* TEXTO FORNECIDO:
:::::

Depois da chuva, o recomeço

Na varanda do casarão de fazenda onde trabalho vi a água da chuva ganhar todo o piso, lentamente, até chegar aos meus pés e me expulsar do banco onde admirava o aguaceiro cair do céu. Um único bueiro é responsável pelo escoamento e, claro, não consegue dar conta de tamanho volume. Pude admirar um pouco esta paisagem que adoro e em segundos me lembrar de um fato ocorrido na infância.

Morava num trecho da rua onde a água também escoava mal. Se a chuva fosse muito forte e durasse mais que 15 minutos, alagava a frente da minha casa e de mais alguns vizinhos. Meu quintal era longo, cerca de dez metros do portão à varanda. Uma grande distância para a água vencer, mesmo que chovesse muito e por muito tempo. Mas, um dia venceu.

Choveu pesado. Choveu muito. Era muita água descendo. E subindo. Chegou à calçada, passou pelo portão, rapidamente encheu o jardim. Da janela da sala acompanhávamos o trajeto dela chegando cada vez mais perto. A casa não ficava extamente no nível da rua; havia uma leve inclinação, o que aumentava ainda mais a nossa expectativa. "Será que vem até aqui?"

:::::

* LINHAS EXTRAÍDAS:
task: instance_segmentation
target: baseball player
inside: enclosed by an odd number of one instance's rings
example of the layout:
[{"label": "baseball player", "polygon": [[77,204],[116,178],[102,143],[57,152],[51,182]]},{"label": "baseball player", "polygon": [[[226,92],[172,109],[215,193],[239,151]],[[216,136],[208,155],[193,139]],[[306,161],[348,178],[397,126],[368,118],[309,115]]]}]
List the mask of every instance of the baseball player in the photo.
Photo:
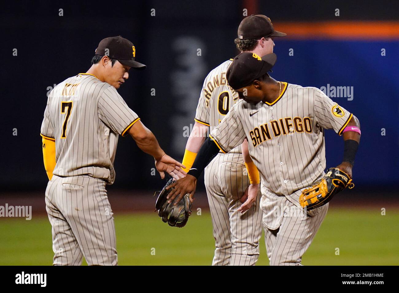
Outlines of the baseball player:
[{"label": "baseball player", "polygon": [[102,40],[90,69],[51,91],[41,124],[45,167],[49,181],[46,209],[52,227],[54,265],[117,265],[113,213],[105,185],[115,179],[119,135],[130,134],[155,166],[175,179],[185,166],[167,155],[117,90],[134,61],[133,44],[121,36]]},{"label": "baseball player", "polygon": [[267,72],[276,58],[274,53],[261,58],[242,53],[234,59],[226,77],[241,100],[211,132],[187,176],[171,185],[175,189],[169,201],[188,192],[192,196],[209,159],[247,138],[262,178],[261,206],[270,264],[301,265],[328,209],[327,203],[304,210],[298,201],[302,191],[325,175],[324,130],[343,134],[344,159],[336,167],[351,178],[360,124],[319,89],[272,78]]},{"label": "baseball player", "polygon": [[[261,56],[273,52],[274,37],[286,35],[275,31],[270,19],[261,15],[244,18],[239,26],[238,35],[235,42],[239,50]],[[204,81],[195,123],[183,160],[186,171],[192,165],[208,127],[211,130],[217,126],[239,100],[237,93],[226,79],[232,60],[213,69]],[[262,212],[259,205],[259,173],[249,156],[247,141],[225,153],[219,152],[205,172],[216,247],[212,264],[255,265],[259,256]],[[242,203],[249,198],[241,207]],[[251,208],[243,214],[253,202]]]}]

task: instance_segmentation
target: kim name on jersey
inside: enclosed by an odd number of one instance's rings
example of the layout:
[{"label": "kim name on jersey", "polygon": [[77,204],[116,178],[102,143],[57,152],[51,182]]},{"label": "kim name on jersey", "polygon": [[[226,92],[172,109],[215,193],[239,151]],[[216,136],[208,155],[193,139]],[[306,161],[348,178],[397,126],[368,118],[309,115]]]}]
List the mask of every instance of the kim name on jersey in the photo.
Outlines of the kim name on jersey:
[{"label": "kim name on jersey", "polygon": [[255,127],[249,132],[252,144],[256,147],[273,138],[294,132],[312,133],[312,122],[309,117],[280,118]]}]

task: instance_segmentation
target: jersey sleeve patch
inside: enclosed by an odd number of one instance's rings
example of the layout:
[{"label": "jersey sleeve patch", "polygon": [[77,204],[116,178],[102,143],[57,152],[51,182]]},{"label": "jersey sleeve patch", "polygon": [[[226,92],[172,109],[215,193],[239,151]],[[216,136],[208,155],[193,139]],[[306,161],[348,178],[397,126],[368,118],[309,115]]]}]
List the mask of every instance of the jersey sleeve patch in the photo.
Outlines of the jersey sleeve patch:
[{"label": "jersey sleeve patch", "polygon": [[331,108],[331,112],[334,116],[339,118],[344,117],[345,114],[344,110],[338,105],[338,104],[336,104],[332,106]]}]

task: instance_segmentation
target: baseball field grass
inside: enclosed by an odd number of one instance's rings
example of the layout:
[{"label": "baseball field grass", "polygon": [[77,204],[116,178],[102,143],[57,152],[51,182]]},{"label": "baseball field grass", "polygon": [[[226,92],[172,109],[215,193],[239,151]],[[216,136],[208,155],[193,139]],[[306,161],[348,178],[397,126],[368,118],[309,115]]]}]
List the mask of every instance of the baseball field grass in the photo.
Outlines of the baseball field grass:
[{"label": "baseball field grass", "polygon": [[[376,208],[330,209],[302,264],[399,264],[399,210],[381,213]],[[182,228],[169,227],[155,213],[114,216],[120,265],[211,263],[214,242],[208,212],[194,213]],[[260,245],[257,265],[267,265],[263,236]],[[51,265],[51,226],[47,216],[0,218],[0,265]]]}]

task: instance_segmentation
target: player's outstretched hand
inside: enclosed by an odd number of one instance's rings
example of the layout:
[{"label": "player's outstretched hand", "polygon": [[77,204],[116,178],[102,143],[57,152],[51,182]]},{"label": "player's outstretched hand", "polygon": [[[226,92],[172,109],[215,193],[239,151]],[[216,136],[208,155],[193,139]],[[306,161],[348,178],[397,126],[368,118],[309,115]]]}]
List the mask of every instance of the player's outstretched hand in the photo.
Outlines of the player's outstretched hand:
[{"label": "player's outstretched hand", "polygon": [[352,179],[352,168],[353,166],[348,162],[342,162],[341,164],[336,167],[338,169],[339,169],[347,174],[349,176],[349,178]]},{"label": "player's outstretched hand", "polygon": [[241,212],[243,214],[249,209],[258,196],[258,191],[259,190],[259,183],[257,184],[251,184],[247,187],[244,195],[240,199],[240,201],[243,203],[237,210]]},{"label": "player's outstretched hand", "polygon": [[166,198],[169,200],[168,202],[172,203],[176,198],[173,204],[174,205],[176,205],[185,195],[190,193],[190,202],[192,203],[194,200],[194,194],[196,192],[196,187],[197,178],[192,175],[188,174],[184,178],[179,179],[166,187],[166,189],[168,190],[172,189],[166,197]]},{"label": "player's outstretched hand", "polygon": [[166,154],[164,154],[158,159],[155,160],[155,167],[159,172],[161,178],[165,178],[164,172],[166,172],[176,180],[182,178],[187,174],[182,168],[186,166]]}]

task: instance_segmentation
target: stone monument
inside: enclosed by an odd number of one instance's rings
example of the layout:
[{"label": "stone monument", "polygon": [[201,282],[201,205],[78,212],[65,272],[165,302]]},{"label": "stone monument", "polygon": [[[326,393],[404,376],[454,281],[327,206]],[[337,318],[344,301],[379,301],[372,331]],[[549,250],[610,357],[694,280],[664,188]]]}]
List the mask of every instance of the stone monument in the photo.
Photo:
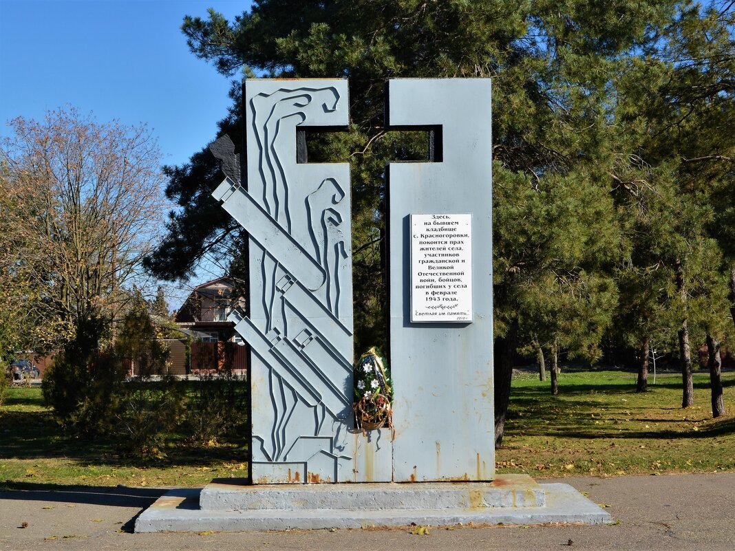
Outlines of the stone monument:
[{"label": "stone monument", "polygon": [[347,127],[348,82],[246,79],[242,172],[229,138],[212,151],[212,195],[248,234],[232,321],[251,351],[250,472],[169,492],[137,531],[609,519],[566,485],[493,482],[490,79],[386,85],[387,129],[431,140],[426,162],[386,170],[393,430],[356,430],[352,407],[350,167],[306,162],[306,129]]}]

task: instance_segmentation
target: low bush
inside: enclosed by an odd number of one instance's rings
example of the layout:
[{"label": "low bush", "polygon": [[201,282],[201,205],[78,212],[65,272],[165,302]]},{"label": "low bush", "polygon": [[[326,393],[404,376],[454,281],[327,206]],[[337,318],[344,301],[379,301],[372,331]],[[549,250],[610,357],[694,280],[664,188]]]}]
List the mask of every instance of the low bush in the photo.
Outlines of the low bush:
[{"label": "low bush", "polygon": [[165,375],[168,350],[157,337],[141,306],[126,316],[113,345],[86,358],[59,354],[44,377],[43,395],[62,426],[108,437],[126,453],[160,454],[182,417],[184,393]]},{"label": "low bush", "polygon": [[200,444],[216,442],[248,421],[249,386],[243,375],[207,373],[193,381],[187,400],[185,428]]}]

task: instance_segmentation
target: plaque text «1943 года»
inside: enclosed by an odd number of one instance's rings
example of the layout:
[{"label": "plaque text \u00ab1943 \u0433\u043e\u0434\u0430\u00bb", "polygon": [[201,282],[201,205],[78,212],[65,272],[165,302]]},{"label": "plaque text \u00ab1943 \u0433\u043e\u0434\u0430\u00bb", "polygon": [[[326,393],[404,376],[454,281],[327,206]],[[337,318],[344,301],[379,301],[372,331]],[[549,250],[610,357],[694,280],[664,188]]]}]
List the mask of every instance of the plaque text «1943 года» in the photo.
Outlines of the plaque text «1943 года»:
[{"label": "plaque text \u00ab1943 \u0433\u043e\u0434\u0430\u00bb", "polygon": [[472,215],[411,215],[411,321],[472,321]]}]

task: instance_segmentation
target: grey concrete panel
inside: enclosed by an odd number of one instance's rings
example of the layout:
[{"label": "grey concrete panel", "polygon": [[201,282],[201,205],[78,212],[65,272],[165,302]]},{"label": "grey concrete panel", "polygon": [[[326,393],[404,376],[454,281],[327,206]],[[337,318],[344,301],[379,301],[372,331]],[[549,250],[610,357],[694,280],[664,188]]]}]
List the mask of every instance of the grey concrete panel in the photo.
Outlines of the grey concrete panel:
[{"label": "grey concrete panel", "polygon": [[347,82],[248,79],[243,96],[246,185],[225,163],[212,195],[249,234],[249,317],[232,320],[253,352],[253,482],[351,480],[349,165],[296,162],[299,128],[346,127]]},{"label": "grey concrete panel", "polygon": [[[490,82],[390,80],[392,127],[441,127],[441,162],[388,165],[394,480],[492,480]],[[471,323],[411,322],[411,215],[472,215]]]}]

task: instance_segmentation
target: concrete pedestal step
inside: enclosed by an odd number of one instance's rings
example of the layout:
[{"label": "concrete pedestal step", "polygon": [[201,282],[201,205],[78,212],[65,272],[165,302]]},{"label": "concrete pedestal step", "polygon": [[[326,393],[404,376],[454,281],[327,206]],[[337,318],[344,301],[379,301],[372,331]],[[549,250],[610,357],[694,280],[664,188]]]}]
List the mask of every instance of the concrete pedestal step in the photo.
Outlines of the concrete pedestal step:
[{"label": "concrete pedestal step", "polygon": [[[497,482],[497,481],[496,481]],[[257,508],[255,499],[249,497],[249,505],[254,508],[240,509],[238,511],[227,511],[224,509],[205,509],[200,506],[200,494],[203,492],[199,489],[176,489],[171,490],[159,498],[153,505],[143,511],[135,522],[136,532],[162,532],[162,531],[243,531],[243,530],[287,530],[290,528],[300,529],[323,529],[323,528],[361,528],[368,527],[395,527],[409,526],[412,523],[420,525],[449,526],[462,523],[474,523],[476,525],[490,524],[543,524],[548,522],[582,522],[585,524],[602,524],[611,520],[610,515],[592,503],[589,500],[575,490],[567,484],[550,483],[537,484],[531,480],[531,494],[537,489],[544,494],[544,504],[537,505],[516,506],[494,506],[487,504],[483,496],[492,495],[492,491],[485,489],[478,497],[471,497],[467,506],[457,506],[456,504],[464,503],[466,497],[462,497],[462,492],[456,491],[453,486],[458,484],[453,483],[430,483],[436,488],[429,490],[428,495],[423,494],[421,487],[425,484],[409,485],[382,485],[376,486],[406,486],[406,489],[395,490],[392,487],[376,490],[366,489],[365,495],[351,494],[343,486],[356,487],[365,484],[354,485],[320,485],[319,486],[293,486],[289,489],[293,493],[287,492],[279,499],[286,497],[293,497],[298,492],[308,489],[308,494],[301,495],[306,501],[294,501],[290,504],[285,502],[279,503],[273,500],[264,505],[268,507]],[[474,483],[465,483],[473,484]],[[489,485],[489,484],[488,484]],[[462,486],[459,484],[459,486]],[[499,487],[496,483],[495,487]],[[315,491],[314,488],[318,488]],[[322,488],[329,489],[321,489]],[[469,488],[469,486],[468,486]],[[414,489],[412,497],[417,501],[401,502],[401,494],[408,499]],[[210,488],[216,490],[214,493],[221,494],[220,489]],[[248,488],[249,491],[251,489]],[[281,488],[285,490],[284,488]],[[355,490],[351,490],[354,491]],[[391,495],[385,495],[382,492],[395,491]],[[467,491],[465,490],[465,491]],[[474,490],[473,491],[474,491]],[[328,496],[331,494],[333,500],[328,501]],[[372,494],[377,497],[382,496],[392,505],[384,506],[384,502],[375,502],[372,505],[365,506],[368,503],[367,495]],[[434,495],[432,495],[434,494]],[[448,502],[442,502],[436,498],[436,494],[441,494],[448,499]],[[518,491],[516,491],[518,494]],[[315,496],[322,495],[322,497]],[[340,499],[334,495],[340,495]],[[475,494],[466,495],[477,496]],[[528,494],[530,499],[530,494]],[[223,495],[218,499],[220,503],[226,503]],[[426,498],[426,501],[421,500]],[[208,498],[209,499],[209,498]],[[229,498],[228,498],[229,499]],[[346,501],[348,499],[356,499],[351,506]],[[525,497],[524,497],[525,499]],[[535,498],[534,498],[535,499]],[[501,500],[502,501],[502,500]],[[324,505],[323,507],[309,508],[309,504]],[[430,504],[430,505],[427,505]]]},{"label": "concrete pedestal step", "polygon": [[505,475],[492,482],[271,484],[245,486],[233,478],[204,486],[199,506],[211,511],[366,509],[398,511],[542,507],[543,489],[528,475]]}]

:::::

* ENUNCIADO:
Segundo o texto, qual era o comprimento do quintal da casa da infância, do portão à varanda? Responda com base apenas no texto.

* RESPOSTA:
Cerca de dez metros.